EXERCISE TASKS:
(a) In the excerpt on online attacks by Sanders supporters, which candidate did Bakari Sellers support in the Democratic primary?
(b) Copy the part of the excerpt on online attacks by Sanders supporters from "Other notable targets" to "him brain cancer.".

READING TEXT:
^^^^^^^^^^^^^^^^

Other notable targets have included Ady Barkan, a prominent liberal activist with A.L.S. — whom some Sanders-cheering accounts accused of lacking decision-making faculties due to his illness as he prepared to endorse Senator Elizabeth Warren — and Fred Guttenberg, the father of a shooting victim from the 2018 Parkland massacre, who had criticized Mr. Sanders’s statements about gun violence.
“Politics is a contact sport,” said Bakari Sellers, a former South Carolina State legislator who supported Ms. Harris in the Democratic primary. “But you have to be very cognizant when you say anything critical of Bernie online. You might have to put your phone down. There’s going to be a blowback, and it could be sexist, racist and vile.”
In recent days, he said, one man sent a profanity-filled private message on Instagram, calling Mr. Sellers, who is black, an “Uncle Tom” and wishing him brain cancer.

^^^^^^^^^^^^^^^^

LISTED ENTRIES:
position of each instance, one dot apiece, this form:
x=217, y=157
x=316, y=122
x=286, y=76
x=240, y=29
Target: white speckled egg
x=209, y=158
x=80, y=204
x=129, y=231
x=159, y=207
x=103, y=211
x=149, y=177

^^^^^^^^^^^^^^^^

PER-TASK ANSWERS:
(a) Ms. Harris.

(b)
Other notable targets have included Ady Barkan, a prominent liberal activist with A.L.S. — whom some Sanders-cheering accounts accused of lacking decision-making faculties due to his illness as he prepared to endorse Senator Elizabeth Warren — and Fred Guttenberg, the father of a shooting victim from the 2018 Parkland massacre, who had criticized Mr. Sanders’s statements about gun violence.
“Politics is a contact sport,” said Bakari Sellers, a former South Carolina State legislator who supported Ms. Harris in the Democratic primary. “But you have to be very cognizant when you say anything critical of Bernie online. You might have to put your phone down. There’s going to be a blowback, and it could be sexist, racist and vile.”
In recent days, he said, one man sent a profanity-filled private message on Instagram, calling Mr. Sellers, who is black, an “Uncle Tom” and wishing him brain cancer.